TASK PROMPT:
Copy the lines again, putting "mark" wherever "annotate" appears and leaving everything else untouched. Begin at the line that has "Dataset: internal_v3 | class: brick building" and stop after the one with "xmin=204 ymin=26 xmax=299 ymax=122".
★ ★ ★ ★ ★
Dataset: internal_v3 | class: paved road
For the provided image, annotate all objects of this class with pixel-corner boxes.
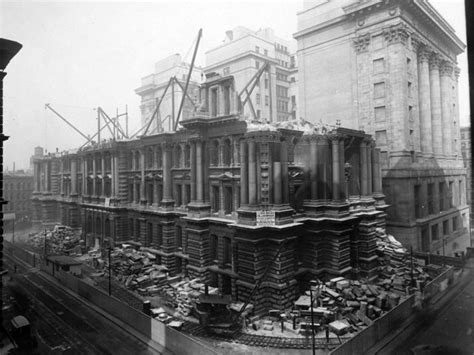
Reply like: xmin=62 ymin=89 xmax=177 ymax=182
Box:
xmin=6 ymin=254 xmax=157 ymax=355
xmin=391 ymin=269 xmax=474 ymax=355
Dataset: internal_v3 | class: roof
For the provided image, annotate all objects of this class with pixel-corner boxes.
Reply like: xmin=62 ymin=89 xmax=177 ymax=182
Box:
xmin=46 ymin=255 xmax=82 ymax=265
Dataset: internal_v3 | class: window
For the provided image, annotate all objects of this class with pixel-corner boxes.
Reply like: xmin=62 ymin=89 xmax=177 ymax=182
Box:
xmin=428 ymin=183 xmax=434 ymax=214
xmin=443 ymin=220 xmax=449 ymax=236
xmin=375 ymin=130 xmax=387 ymax=146
xmin=374 ymin=82 xmax=385 ymax=99
xmin=373 ymin=58 xmax=385 ymax=74
xmin=414 ymin=185 xmax=422 ymax=218
xmin=431 ymin=224 xmax=439 ymax=240
xmin=374 ymin=106 xmax=386 ymax=123
xmin=438 ymin=182 xmax=446 ymax=212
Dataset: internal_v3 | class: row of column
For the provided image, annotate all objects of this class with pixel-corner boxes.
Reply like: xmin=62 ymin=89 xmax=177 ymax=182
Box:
xmin=412 ymin=41 xmax=459 ymax=155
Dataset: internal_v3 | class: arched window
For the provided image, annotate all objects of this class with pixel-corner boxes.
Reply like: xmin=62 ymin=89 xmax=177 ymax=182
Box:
xmin=223 ymin=139 xmax=232 ymax=166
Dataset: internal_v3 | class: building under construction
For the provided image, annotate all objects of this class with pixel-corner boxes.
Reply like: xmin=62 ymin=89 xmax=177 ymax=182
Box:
xmin=29 ymin=71 xmax=386 ymax=312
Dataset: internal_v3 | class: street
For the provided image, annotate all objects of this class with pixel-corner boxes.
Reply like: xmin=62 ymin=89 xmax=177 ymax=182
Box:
xmin=391 ymin=262 xmax=474 ymax=355
xmin=5 ymin=256 xmax=161 ymax=355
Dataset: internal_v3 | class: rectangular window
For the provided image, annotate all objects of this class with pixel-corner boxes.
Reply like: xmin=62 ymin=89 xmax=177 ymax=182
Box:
xmin=443 ymin=220 xmax=449 ymax=236
xmin=431 ymin=224 xmax=439 ymax=240
xmin=375 ymin=130 xmax=387 ymax=147
xmin=428 ymin=183 xmax=434 ymax=214
xmin=374 ymin=106 xmax=386 ymax=123
xmin=373 ymin=58 xmax=385 ymax=74
xmin=414 ymin=185 xmax=422 ymax=218
xmin=374 ymin=82 xmax=385 ymax=99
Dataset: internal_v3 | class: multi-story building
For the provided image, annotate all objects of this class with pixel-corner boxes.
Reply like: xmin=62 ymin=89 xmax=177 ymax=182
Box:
xmin=461 ymin=127 xmax=474 ymax=238
xmin=204 ymin=27 xmax=297 ymax=122
xmin=33 ymin=75 xmax=385 ymax=312
xmin=135 ymin=54 xmax=202 ymax=133
xmin=294 ymin=0 xmax=469 ymax=255
xmin=3 ymin=170 xmax=33 ymax=231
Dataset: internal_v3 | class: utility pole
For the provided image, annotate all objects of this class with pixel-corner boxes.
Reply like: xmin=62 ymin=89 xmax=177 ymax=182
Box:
xmin=309 ymin=284 xmax=316 ymax=355
xmin=108 ymin=246 xmax=112 ymax=296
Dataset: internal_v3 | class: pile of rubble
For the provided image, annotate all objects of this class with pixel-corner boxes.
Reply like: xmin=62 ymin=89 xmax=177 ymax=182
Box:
xmin=27 ymin=225 xmax=83 ymax=256
xmin=104 ymin=244 xmax=169 ymax=296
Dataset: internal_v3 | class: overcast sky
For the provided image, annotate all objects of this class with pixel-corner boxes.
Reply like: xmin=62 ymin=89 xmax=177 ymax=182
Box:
xmin=0 ymin=0 xmax=469 ymax=170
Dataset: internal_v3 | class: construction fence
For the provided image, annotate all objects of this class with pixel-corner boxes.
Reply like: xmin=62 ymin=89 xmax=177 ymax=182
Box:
xmin=4 ymin=241 xmax=219 ymax=355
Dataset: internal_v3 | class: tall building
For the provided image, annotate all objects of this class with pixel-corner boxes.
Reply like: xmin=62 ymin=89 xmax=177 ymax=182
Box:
xmin=461 ymin=127 xmax=474 ymax=238
xmin=204 ymin=27 xmax=297 ymax=122
xmin=33 ymin=75 xmax=385 ymax=313
xmin=294 ymin=0 xmax=469 ymax=255
xmin=135 ymin=54 xmax=202 ymax=133
xmin=2 ymin=170 xmax=33 ymax=226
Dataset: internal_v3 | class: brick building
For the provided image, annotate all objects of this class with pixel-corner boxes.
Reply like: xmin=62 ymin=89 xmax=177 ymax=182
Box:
xmin=33 ymin=75 xmax=386 ymax=312
xmin=3 ymin=170 xmax=33 ymax=229
xmin=294 ymin=0 xmax=469 ymax=255
xmin=204 ymin=26 xmax=299 ymax=122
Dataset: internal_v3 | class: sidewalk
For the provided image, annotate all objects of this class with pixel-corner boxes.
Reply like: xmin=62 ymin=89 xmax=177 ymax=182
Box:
xmin=367 ymin=259 xmax=474 ymax=355
xmin=8 ymin=250 xmax=173 ymax=355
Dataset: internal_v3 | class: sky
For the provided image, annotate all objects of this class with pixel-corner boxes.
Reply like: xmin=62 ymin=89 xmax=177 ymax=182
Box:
xmin=0 ymin=0 xmax=470 ymax=170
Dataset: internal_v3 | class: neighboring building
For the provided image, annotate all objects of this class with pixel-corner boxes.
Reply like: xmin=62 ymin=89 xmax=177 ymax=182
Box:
xmin=461 ymin=127 xmax=474 ymax=237
xmin=294 ymin=0 xmax=469 ymax=255
xmin=135 ymin=54 xmax=202 ymax=134
xmin=204 ymin=27 xmax=299 ymax=122
xmin=3 ymin=170 xmax=33 ymax=229
xmin=33 ymin=75 xmax=386 ymax=313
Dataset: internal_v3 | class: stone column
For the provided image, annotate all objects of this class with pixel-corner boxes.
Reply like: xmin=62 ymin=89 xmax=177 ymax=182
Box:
xmin=272 ymin=142 xmax=282 ymax=205
xmin=440 ymin=61 xmax=454 ymax=155
xmin=71 ymin=157 xmax=77 ymax=196
xmin=430 ymin=54 xmax=443 ymax=154
xmin=190 ymin=141 xmax=196 ymax=201
xmin=367 ymin=142 xmax=374 ymax=195
xmin=196 ymin=141 xmax=204 ymax=203
xmin=309 ymin=139 xmax=318 ymax=200
xmin=140 ymin=149 xmax=146 ymax=204
xmin=280 ymin=141 xmax=290 ymax=204
xmin=248 ymin=139 xmax=257 ymax=206
xmin=162 ymin=144 xmax=173 ymax=206
xmin=359 ymin=140 xmax=368 ymax=196
xmin=331 ymin=137 xmax=341 ymax=201
xmin=418 ymin=48 xmax=433 ymax=154
xmin=240 ymin=139 xmax=249 ymax=206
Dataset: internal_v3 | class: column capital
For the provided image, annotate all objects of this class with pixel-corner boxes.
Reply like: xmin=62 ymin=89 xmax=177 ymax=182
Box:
xmin=430 ymin=52 xmax=441 ymax=70
xmin=440 ymin=60 xmax=454 ymax=77
xmin=383 ymin=24 xmax=410 ymax=45
xmin=352 ymin=33 xmax=370 ymax=54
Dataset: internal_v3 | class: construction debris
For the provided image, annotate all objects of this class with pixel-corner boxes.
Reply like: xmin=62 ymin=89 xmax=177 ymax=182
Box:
xmin=27 ymin=225 xmax=83 ymax=256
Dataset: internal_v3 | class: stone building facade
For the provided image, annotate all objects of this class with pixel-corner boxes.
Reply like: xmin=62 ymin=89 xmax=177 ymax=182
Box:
xmin=295 ymin=0 xmax=469 ymax=255
xmin=33 ymin=76 xmax=386 ymax=312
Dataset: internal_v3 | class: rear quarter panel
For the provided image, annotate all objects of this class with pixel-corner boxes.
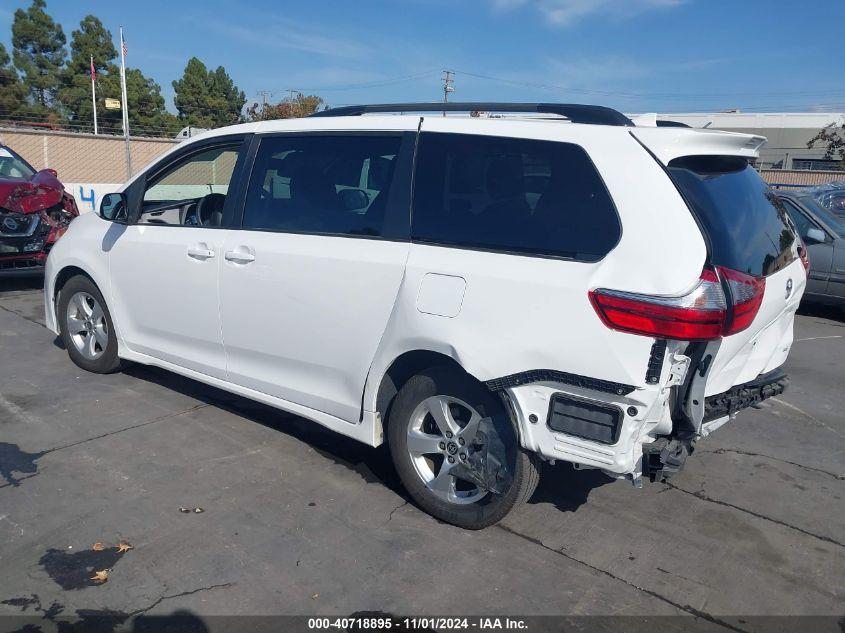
★ ★ ★ ★ ★
EXERCISE ANSWER:
Dataset: internal_v3 | class: brick building
For the provided image, mark all objects of this class with pixel-corner boxes.
Reply like: xmin=62 ymin=89 xmax=177 ymax=182
Box:
xmin=33 ymin=75 xmax=386 ymax=312
xmin=3 ymin=170 xmax=33 ymax=229
xmin=294 ymin=0 xmax=469 ymax=255
xmin=204 ymin=26 xmax=299 ymax=122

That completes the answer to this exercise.